>> Start Exercise materials
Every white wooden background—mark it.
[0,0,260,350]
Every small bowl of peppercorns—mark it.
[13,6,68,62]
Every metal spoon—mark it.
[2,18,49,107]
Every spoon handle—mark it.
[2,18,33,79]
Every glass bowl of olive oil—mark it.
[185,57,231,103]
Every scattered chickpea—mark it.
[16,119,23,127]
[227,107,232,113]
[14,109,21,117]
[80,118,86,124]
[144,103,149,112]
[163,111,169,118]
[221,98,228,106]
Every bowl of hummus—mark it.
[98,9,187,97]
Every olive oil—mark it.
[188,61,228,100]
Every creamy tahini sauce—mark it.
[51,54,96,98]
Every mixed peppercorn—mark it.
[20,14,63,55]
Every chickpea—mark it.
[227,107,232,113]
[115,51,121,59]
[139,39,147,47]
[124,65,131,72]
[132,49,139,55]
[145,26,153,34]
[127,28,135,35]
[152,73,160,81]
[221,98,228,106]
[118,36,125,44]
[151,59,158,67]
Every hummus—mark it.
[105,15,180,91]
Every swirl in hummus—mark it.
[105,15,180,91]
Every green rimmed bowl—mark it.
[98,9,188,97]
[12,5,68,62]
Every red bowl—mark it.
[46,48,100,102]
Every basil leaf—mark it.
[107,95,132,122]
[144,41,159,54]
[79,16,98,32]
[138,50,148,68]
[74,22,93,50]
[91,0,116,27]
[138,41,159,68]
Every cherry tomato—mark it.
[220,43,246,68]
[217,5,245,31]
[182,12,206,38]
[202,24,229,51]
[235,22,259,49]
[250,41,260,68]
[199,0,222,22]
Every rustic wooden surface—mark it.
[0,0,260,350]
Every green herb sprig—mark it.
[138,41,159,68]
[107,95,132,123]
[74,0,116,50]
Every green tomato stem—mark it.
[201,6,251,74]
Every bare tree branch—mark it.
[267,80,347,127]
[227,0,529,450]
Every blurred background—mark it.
>> End Exercise materials
- **Written exercise**:
Turn all of the records above into a numbered list, leaving out any blank lines.

- **Task output**:
1. Every white wooden background—mark it.
2. [0,0,260,350]
3. Every small bowl of peppercorns—mark it.
4. [13,6,68,62]
5. Every metal spoon—mark it.
6. [2,18,49,107]
7. Every spoon handle—mark it.
8. [2,18,33,79]
9. Every glass bowl of olive oil—mark it.
10. [185,57,231,103]
11. Every scattered chickpea—mark it.
12. [16,119,23,127]
13. [227,107,232,113]
14. [14,109,21,117]
15. [80,118,86,124]
16. [144,103,149,112]
17. [163,111,169,118]
18. [221,98,228,106]
19. Every bowl of hummus—mark it.
20. [98,9,187,97]
21. Every olive oil—mark it.
22. [188,61,228,100]
23. Every creamy tahini sauce—mark it.
24. [51,54,96,98]
25. Every mixed peppercorn—mark it.
26. [20,14,63,55]
27. Every chickpea—mark it.
28. [227,107,232,113]
29. [115,51,121,59]
30. [139,39,147,47]
31. [124,65,131,72]
32. [132,49,139,55]
33. [145,26,153,34]
34. [127,28,135,35]
35. [152,73,160,81]
36. [221,98,228,106]
37. [118,36,125,44]
38. [151,59,158,67]
39. Every hummus—mark it.
40. [105,15,180,91]
41. Every swirl in hummus—mark it.
42. [105,15,180,91]
43. Every green rimmed bowl—mark it.
44. [98,9,188,97]
45. [12,5,68,62]
46. Every red bowl—mark it.
47. [46,48,100,102]
48. Every basil leaf—mark it.
49. [107,95,132,122]
50. [144,41,159,54]
51. [79,16,98,32]
52. [138,50,148,68]
53. [74,22,93,50]
54. [91,0,116,27]
55. [138,41,159,68]
56. Every cherry tomato—mark it.
57. [220,43,246,68]
58. [217,5,245,31]
59. [182,12,206,38]
60. [202,24,229,51]
61. [235,22,259,49]
62. [250,41,260,68]
63. [199,0,222,22]
64. Every rustic wooden surface—mark it.
65. [0,0,260,350]
66. Every green herb sprig—mark it.
67. [138,41,159,68]
68. [107,95,132,123]
69. [74,0,116,50]
70. Every green tomato stem—mark it.
71. [201,6,251,74]
72. Every bare tree branch—mark it.
73. [267,80,347,127]
74. [227,0,529,450]
75. Every blurred background—mark it.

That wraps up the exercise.